[TASK TO CARRY OUT] Give, as a bare number, the count of lines below that contain "metal".

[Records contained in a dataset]
════════════════

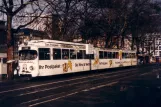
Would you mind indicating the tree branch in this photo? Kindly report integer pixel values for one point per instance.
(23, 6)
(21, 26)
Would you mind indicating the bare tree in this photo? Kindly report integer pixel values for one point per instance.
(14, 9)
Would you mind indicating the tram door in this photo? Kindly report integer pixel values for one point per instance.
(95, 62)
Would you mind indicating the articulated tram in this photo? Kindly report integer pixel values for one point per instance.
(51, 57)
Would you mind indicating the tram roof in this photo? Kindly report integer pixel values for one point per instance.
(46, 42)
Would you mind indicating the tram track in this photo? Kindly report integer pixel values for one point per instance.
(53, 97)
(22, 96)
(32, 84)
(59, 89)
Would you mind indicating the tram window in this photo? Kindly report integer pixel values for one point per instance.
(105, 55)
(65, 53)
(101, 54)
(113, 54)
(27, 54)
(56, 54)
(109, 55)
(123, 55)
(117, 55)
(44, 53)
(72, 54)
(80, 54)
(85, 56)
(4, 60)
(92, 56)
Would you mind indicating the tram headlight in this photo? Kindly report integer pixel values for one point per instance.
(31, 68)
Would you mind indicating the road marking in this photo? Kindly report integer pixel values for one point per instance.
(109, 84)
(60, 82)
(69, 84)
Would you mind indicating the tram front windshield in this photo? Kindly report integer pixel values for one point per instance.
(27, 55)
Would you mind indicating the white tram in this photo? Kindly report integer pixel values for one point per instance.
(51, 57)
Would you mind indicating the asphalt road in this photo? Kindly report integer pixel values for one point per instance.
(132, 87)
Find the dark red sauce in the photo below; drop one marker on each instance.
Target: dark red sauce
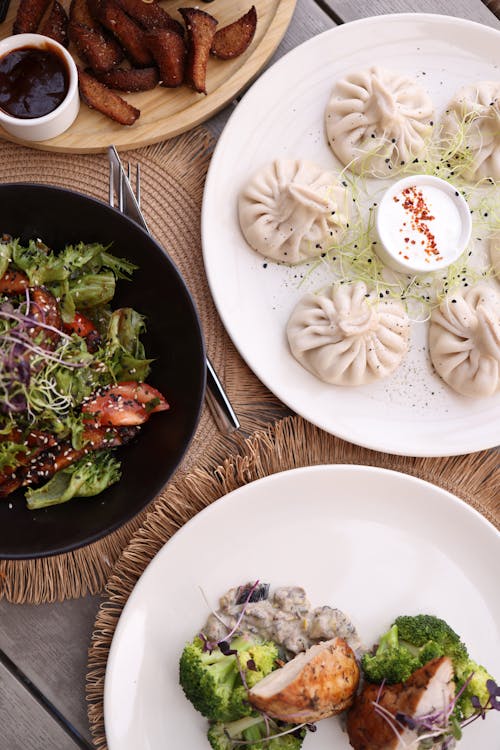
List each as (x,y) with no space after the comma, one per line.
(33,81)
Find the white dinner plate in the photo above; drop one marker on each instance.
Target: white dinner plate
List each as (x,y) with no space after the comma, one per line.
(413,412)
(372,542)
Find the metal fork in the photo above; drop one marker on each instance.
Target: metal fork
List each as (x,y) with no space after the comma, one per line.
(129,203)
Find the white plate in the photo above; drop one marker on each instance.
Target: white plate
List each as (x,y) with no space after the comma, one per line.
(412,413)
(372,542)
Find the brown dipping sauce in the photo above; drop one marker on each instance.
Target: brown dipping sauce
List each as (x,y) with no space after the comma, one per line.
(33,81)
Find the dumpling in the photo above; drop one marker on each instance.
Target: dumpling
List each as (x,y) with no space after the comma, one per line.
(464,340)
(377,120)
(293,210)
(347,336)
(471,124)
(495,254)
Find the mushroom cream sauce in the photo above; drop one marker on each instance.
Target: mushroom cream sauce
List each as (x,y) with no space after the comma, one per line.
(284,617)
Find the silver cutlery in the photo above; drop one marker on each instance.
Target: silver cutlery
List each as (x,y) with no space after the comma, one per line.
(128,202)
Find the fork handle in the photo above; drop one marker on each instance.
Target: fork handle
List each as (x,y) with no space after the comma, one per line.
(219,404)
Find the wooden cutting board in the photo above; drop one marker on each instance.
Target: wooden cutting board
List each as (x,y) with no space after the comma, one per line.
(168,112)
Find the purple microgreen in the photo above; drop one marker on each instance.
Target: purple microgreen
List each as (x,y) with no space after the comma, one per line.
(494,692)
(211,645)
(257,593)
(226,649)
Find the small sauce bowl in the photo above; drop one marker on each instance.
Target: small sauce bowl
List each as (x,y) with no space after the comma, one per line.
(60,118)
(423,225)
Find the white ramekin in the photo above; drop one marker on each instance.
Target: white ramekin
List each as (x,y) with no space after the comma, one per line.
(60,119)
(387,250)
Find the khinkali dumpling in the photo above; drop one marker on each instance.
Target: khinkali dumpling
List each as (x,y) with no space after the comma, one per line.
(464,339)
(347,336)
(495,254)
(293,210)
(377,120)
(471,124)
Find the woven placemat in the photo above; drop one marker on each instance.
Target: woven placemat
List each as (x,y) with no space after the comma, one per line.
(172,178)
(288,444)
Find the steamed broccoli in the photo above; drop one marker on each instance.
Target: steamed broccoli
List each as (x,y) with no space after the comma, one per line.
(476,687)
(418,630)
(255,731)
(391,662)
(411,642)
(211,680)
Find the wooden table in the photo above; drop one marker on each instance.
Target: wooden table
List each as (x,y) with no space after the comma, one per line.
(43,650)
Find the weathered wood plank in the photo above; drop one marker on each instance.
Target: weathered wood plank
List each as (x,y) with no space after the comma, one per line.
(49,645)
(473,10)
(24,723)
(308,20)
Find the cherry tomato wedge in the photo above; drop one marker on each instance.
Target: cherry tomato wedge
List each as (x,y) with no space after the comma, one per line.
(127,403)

════════════════

[REPLY TO THE EXERCISE] 2